Start with the first line of the data and end with the line that holds "microwave visible in it."; write out each one exactly.

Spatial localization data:
::::

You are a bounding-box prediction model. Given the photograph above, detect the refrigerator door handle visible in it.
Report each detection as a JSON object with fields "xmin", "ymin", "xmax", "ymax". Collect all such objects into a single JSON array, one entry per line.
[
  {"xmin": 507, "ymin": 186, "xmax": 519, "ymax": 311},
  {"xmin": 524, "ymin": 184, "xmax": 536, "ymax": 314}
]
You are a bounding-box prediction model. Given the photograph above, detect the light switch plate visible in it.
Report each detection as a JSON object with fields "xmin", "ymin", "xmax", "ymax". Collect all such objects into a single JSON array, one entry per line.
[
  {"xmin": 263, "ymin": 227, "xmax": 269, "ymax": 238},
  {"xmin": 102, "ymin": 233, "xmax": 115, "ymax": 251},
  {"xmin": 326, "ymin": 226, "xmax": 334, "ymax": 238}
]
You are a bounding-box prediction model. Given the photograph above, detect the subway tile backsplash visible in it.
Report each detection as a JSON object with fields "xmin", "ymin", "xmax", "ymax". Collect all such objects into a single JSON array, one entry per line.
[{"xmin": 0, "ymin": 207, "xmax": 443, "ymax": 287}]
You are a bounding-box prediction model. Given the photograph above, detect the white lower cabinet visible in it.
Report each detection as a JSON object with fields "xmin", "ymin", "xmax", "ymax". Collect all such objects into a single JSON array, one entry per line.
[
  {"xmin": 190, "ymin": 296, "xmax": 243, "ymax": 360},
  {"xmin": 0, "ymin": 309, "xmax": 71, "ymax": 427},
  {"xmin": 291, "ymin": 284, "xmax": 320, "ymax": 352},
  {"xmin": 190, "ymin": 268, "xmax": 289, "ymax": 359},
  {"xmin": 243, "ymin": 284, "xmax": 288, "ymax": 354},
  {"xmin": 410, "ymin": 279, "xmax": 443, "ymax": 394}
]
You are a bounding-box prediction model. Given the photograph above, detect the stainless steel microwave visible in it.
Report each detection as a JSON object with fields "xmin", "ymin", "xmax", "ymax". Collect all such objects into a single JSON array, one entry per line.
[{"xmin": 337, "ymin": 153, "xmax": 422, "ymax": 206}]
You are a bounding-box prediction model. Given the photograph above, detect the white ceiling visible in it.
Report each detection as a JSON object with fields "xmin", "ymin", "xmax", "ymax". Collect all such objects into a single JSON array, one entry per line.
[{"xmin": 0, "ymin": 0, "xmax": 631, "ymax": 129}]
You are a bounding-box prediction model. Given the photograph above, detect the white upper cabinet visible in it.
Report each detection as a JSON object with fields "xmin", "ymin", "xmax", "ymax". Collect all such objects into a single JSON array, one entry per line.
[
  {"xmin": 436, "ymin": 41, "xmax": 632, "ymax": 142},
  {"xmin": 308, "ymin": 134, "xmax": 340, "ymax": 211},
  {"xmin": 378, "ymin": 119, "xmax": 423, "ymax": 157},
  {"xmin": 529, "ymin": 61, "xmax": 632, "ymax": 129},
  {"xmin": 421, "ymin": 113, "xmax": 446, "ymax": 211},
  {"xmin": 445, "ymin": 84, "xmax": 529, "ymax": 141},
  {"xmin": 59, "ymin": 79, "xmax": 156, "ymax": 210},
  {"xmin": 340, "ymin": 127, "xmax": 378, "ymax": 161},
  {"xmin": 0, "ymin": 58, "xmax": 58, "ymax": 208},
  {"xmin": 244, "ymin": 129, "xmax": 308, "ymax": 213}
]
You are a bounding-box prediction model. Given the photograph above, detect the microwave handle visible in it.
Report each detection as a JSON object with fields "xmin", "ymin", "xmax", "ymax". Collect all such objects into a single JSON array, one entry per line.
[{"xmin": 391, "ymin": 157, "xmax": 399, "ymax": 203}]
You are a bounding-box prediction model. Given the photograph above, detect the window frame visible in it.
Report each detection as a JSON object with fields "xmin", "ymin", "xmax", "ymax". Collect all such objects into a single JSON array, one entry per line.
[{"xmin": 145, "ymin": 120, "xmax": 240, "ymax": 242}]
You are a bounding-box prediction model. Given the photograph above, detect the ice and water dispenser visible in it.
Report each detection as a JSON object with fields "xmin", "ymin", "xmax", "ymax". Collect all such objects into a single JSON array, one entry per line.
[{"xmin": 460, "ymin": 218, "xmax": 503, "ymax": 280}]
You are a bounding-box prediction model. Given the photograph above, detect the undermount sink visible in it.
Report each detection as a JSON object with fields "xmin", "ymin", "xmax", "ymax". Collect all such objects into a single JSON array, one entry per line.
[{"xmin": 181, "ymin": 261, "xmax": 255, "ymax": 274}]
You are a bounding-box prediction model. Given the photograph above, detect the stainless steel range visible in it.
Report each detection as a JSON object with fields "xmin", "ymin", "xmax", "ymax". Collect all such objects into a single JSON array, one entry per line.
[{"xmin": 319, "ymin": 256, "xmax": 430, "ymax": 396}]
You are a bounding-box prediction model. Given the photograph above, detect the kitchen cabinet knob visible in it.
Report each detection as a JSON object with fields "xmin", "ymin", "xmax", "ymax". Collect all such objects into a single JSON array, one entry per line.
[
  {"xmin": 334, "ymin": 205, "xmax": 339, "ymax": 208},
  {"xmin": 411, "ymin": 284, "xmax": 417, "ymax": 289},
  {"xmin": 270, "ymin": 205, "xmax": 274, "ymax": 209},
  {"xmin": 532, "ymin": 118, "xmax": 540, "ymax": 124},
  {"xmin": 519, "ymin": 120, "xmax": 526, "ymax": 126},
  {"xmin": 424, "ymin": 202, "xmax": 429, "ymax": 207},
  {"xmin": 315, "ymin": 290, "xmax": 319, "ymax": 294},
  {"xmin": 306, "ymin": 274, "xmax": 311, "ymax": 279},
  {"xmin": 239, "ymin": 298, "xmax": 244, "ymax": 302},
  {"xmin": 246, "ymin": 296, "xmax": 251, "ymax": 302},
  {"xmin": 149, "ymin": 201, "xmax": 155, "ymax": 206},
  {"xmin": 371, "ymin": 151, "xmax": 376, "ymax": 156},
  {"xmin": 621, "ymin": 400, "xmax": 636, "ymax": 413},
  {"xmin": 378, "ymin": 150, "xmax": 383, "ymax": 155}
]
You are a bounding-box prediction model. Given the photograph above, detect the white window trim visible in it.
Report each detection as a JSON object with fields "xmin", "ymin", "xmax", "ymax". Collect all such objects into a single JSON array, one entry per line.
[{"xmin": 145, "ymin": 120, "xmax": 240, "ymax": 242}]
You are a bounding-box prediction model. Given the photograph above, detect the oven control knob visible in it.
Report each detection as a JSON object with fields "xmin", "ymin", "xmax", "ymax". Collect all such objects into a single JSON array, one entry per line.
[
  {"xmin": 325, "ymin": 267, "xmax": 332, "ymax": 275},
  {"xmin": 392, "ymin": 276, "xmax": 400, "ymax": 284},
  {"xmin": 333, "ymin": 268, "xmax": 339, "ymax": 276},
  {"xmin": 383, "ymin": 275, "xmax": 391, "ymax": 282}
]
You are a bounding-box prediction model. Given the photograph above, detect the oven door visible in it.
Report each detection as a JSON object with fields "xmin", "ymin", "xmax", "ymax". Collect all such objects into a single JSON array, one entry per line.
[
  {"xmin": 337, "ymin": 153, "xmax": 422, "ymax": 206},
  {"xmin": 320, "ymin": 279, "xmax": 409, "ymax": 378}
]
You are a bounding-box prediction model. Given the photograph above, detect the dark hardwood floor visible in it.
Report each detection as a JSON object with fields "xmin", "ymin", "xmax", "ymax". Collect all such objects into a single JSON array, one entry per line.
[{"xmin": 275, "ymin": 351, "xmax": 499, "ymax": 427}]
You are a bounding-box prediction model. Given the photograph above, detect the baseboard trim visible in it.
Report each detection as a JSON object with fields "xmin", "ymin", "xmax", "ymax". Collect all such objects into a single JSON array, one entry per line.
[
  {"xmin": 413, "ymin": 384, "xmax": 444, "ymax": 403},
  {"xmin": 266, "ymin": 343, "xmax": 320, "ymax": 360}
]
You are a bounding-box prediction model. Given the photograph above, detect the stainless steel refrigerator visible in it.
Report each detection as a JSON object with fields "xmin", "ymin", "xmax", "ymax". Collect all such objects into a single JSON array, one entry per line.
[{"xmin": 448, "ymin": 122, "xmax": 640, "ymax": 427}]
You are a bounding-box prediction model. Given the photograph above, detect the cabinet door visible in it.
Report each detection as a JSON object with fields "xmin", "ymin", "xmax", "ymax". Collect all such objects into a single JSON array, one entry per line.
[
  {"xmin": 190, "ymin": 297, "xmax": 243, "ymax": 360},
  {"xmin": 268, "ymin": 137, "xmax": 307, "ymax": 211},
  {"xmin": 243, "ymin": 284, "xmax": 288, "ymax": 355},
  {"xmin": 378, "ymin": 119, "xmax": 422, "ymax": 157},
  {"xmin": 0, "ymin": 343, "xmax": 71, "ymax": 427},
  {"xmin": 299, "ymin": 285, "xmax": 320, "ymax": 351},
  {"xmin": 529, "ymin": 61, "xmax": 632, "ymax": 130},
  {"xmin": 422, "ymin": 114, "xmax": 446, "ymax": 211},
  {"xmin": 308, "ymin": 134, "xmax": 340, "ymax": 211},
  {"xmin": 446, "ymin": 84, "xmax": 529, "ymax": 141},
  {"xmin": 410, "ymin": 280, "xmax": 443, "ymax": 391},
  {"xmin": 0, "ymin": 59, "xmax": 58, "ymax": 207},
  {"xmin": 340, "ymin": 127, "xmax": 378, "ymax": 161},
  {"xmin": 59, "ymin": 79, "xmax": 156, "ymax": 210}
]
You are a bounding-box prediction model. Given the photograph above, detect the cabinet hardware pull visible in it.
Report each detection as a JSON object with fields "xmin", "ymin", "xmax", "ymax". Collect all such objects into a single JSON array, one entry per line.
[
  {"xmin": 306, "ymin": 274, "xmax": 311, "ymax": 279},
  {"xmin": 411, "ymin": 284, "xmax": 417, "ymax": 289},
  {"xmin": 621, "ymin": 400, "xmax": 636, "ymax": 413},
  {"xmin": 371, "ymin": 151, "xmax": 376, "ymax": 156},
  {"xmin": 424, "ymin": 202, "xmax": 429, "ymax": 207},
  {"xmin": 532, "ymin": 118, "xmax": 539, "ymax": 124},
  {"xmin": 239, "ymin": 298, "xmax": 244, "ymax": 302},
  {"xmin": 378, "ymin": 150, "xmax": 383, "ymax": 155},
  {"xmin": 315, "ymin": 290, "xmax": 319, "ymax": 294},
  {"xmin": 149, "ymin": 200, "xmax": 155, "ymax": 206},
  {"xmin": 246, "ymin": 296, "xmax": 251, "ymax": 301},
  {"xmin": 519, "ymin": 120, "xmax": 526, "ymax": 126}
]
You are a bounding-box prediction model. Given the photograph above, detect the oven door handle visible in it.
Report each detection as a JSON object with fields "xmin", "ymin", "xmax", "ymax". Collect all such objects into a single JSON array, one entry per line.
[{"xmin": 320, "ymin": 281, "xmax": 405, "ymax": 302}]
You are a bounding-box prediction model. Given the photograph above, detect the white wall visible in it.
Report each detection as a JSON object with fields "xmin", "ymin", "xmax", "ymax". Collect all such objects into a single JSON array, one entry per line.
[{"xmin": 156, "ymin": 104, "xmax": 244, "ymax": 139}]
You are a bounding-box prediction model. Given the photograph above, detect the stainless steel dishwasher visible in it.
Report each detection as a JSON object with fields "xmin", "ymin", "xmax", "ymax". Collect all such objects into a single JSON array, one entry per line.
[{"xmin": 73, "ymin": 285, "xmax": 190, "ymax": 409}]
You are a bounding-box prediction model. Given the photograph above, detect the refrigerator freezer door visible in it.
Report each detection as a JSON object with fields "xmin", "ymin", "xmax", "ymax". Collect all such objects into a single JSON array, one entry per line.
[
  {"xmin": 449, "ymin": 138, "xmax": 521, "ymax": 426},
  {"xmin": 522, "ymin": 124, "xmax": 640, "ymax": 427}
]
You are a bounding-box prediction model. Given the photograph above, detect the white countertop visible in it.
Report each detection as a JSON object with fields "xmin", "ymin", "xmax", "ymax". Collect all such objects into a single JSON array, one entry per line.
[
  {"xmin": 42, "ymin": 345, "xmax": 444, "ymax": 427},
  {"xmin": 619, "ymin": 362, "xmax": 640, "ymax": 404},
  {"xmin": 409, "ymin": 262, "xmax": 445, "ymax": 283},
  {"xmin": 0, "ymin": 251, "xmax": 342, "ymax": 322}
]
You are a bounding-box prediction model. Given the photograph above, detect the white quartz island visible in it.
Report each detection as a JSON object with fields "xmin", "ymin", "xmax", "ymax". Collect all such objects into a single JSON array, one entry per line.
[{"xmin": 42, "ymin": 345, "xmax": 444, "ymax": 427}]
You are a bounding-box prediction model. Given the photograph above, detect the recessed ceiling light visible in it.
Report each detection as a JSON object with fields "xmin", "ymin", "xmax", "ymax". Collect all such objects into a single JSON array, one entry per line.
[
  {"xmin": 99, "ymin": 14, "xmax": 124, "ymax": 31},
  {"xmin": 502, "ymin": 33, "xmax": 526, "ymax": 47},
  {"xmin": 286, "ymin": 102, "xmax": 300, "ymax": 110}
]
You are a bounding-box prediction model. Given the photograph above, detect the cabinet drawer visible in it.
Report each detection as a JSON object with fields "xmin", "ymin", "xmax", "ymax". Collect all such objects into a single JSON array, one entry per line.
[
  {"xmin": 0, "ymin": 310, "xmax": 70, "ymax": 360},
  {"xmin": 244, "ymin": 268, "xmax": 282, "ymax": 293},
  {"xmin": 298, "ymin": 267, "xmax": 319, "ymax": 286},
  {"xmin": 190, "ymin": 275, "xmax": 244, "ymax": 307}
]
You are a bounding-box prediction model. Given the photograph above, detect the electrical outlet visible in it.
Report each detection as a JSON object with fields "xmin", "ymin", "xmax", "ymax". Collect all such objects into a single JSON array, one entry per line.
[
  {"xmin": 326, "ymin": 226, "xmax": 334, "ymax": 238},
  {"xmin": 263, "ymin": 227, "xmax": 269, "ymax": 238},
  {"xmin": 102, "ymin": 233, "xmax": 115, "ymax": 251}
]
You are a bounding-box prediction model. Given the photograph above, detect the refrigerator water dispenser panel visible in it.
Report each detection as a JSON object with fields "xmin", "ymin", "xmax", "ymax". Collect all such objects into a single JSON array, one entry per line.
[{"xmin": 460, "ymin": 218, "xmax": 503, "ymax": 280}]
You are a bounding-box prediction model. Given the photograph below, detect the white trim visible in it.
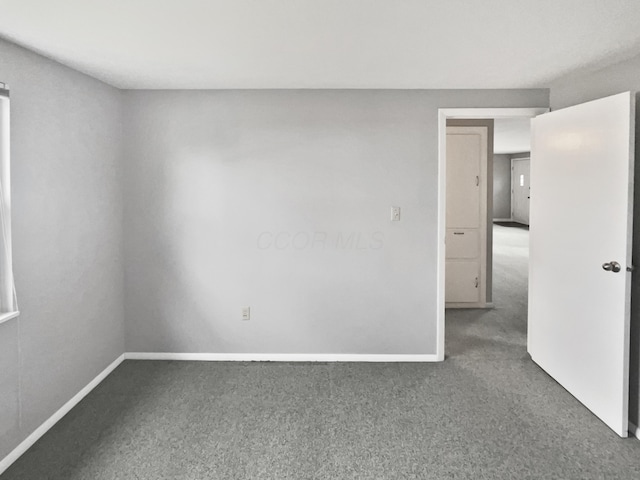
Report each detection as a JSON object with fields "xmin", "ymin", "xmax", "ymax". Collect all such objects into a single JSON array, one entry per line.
[
  {"xmin": 0, "ymin": 354, "xmax": 125, "ymax": 476},
  {"xmin": 442, "ymin": 108, "xmax": 549, "ymax": 119},
  {"xmin": 124, "ymin": 352, "xmax": 440, "ymax": 362},
  {"xmin": 436, "ymin": 110, "xmax": 447, "ymax": 361},
  {"xmin": 630, "ymin": 422, "xmax": 640, "ymax": 439},
  {"xmin": 1, "ymin": 94, "xmax": 18, "ymax": 317},
  {"xmin": 0, "ymin": 310, "xmax": 19, "ymax": 325},
  {"xmin": 446, "ymin": 302, "xmax": 494, "ymax": 309},
  {"xmin": 437, "ymin": 107, "xmax": 549, "ymax": 361}
]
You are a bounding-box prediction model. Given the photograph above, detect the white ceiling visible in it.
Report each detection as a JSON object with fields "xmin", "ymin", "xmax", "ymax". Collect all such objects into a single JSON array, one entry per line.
[
  {"xmin": 494, "ymin": 118, "xmax": 531, "ymax": 154},
  {"xmin": 1, "ymin": 1, "xmax": 640, "ymax": 89}
]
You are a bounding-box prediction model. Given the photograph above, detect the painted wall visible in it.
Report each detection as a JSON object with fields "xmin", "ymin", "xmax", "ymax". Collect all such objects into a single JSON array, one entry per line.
[
  {"xmin": 0, "ymin": 39, "xmax": 124, "ymax": 459},
  {"xmin": 123, "ymin": 89, "xmax": 548, "ymax": 355},
  {"xmin": 550, "ymin": 52, "xmax": 640, "ymax": 428},
  {"xmin": 493, "ymin": 154, "xmax": 511, "ymax": 219}
]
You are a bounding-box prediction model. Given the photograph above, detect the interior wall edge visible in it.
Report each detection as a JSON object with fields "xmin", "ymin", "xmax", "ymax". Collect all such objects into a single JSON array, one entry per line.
[{"xmin": 0, "ymin": 35, "xmax": 127, "ymax": 462}]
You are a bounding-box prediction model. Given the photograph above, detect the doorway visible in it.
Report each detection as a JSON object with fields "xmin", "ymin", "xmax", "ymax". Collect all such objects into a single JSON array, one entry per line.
[
  {"xmin": 439, "ymin": 94, "xmax": 637, "ymax": 438},
  {"xmin": 444, "ymin": 113, "xmax": 533, "ymax": 359},
  {"xmin": 511, "ymin": 157, "xmax": 531, "ymax": 225},
  {"xmin": 436, "ymin": 108, "xmax": 547, "ymax": 360}
]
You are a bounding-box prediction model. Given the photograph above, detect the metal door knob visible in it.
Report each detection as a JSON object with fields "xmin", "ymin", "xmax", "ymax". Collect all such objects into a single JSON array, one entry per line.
[{"xmin": 602, "ymin": 261, "xmax": 622, "ymax": 273}]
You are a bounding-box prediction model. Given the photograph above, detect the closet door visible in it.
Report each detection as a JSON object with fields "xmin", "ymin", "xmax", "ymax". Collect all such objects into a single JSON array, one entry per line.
[{"xmin": 445, "ymin": 126, "xmax": 487, "ymax": 307}]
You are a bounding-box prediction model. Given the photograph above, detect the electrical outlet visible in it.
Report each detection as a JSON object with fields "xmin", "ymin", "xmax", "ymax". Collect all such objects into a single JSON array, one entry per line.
[
  {"xmin": 391, "ymin": 206, "xmax": 401, "ymax": 221},
  {"xmin": 241, "ymin": 306, "xmax": 250, "ymax": 321}
]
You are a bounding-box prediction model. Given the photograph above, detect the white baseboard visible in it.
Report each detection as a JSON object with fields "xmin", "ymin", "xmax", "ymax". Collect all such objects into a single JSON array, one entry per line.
[
  {"xmin": 0, "ymin": 354, "xmax": 125, "ymax": 476},
  {"xmin": 0, "ymin": 351, "xmax": 435, "ymax": 473},
  {"xmin": 1, "ymin": 351, "xmax": 632, "ymax": 476},
  {"xmin": 124, "ymin": 352, "xmax": 440, "ymax": 362},
  {"xmin": 446, "ymin": 302, "xmax": 493, "ymax": 309}
]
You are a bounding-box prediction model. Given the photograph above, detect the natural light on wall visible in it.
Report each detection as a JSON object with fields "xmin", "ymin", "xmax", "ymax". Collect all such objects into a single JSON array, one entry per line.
[{"xmin": 0, "ymin": 83, "xmax": 19, "ymax": 324}]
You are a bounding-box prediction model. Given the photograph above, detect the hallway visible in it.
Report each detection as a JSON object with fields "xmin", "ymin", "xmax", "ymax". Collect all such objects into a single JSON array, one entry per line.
[{"xmin": 447, "ymin": 223, "xmax": 529, "ymax": 358}]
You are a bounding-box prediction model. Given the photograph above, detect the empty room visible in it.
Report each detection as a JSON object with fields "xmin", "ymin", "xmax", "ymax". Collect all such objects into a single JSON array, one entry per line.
[{"xmin": 2, "ymin": 1, "xmax": 640, "ymax": 478}]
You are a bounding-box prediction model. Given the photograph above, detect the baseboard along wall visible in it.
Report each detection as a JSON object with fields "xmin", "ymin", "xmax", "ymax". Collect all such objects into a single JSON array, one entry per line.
[
  {"xmin": 124, "ymin": 352, "xmax": 440, "ymax": 362},
  {"xmin": 0, "ymin": 350, "xmax": 439, "ymax": 473},
  {"xmin": 0, "ymin": 354, "xmax": 125, "ymax": 476}
]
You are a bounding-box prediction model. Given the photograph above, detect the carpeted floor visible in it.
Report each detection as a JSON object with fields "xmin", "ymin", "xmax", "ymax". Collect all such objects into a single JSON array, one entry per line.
[{"xmin": 3, "ymin": 225, "xmax": 640, "ymax": 479}]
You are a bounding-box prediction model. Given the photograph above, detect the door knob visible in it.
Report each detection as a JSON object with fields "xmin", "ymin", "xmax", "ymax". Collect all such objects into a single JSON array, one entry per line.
[{"xmin": 602, "ymin": 261, "xmax": 622, "ymax": 273}]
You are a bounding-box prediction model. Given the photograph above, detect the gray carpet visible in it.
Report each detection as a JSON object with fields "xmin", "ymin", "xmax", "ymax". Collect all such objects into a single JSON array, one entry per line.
[{"xmin": 3, "ymin": 225, "xmax": 640, "ymax": 479}]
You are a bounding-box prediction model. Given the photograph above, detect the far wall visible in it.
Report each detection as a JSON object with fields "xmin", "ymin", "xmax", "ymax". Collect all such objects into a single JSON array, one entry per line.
[{"xmin": 123, "ymin": 89, "xmax": 548, "ymax": 355}]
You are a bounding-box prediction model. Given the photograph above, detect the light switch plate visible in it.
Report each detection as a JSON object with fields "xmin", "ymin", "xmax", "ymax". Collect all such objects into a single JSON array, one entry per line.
[
  {"xmin": 391, "ymin": 206, "xmax": 401, "ymax": 221},
  {"xmin": 241, "ymin": 307, "xmax": 250, "ymax": 321}
]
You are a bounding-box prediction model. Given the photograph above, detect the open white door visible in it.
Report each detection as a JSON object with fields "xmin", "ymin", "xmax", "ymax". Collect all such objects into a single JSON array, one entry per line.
[{"xmin": 528, "ymin": 92, "xmax": 634, "ymax": 437}]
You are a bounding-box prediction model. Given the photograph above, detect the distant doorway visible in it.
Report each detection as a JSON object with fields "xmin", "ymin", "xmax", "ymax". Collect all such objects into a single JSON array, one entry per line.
[
  {"xmin": 436, "ymin": 107, "xmax": 547, "ymax": 359},
  {"xmin": 511, "ymin": 157, "xmax": 530, "ymax": 225}
]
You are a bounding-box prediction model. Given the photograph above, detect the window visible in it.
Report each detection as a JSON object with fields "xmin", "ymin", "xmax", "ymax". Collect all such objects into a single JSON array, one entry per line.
[{"xmin": 0, "ymin": 83, "xmax": 18, "ymax": 324}]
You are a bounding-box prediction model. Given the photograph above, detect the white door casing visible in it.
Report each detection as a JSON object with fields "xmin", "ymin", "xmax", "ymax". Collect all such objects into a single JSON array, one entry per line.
[
  {"xmin": 436, "ymin": 107, "xmax": 549, "ymax": 361},
  {"xmin": 528, "ymin": 92, "xmax": 634, "ymax": 437}
]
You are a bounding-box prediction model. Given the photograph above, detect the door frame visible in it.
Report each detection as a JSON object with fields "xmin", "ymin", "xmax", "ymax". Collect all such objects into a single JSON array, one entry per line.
[
  {"xmin": 511, "ymin": 156, "xmax": 531, "ymax": 225},
  {"xmin": 436, "ymin": 107, "xmax": 548, "ymax": 360}
]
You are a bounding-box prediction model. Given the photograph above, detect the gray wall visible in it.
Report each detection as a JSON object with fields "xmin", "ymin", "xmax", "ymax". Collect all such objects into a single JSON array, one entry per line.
[
  {"xmin": 493, "ymin": 154, "xmax": 511, "ymax": 219},
  {"xmin": 0, "ymin": 39, "xmax": 124, "ymax": 459},
  {"xmin": 550, "ymin": 52, "xmax": 640, "ymax": 427},
  {"xmin": 123, "ymin": 89, "xmax": 548, "ymax": 355}
]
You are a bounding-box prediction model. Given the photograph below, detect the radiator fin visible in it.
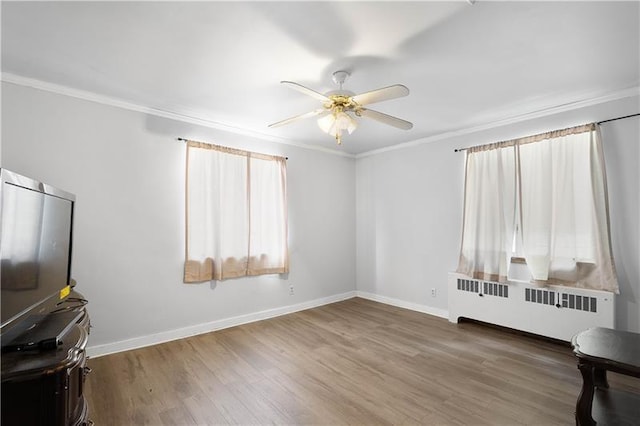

::::

Reply to the task:
You are a bounding-box prediction model. Given the photograph above, detect the refrigerator door handle visible in it.
Report each detection as a JSON object with fields "xmin", "ymin", "xmax", "ymax". Collect all such objects into a single JSON array, one entry per line.
[
  {"xmin": 507, "ymin": 186, "xmax": 519, "ymax": 311},
  {"xmin": 524, "ymin": 184, "xmax": 536, "ymax": 314}
]
You are a bounding-box prediction model. Given the photograph above, detect the light switch plate visible in it.
Report each detection as a JSON object with fields "xmin", "ymin", "xmax", "ymax". Collect all such objects into a single JSON array, one entry per line.
[
  {"xmin": 263, "ymin": 227, "xmax": 269, "ymax": 238},
  {"xmin": 102, "ymin": 233, "xmax": 115, "ymax": 251},
  {"xmin": 326, "ymin": 226, "xmax": 334, "ymax": 238}
]
You are a bounding-box prediction model. Given the photograph above, detect the subway tile backsplash visible in it.
Report each detection as a JSON object with fields "xmin", "ymin", "xmax", "ymax". Collect all such objects into a single JSON array, one entry per line.
[{"xmin": 0, "ymin": 207, "xmax": 443, "ymax": 287}]
You are a bounding-box prediction model. Given the photograph above, detect the white lower cabinet visible in it.
Report each detection as a JSON object with fields "xmin", "ymin", "xmax", "ymax". Collect all such objects into a single JSON array, one entry per line.
[
  {"xmin": 190, "ymin": 296, "xmax": 243, "ymax": 360},
  {"xmin": 0, "ymin": 309, "xmax": 71, "ymax": 427},
  {"xmin": 291, "ymin": 284, "xmax": 320, "ymax": 352},
  {"xmin": 190, "ymin": 268, "xmax": 289, "ymax": 359},
  {"xmin": 243, "ymin": 284, "xmax": 288, "ymax": 354},
  {"xmin": 410, "ymin": 279, "xmax": 443, "ymax": 394}
]
You are a bounding-box prediction model. Given the photograph above, detect the stainless steel microwave visible in it.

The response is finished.